### EXTRACTED ENTRIES
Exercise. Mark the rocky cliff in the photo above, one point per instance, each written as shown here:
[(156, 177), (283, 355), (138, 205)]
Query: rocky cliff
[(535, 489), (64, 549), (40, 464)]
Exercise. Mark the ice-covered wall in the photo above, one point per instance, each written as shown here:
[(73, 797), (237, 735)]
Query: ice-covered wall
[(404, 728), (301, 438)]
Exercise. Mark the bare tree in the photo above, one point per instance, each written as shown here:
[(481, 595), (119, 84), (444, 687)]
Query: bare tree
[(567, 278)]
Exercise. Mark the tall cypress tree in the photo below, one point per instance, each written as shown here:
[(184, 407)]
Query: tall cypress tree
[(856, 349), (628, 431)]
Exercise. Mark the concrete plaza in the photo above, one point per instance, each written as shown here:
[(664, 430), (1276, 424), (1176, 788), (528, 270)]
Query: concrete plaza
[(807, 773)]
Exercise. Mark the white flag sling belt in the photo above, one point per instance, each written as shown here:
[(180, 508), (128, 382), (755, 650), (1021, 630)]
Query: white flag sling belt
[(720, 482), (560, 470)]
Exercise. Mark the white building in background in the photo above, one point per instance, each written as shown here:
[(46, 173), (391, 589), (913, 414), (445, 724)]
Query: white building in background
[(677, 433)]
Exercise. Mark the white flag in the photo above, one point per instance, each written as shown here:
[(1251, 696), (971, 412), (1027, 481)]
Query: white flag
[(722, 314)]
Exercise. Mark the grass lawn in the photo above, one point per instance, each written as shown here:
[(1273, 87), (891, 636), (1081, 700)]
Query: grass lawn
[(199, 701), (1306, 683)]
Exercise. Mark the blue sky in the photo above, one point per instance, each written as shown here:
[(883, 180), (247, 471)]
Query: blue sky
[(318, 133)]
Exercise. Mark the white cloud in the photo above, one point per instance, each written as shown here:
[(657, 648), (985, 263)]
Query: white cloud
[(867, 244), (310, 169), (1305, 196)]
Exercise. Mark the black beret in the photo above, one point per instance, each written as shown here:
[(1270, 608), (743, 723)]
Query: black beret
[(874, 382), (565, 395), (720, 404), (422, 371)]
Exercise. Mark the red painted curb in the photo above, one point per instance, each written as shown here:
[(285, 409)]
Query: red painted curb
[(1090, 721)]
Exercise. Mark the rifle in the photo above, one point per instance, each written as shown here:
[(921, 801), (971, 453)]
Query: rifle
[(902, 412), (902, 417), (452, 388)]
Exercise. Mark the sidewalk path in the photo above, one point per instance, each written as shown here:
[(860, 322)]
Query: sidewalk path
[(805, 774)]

### STATED GOAL
Quote the items from the line with "Exercise. Mark the red" to the line with "[(902, 412), (902, 417), (452, 388)]", copying each line as it appears.

### ANSWER
Exercise. Mark the red painted curb in the photo above, one point per instance, each written as shown here:
[(285, 409)]
Query: red painted curb
[(1090, 721)]
Exercise. Mark the rifle in the photo above, one point per instance, each written as shown here:
[(921, 801), (971, 453)]
Query: rifle
[(902, 412), (902, 417), (452, 388)]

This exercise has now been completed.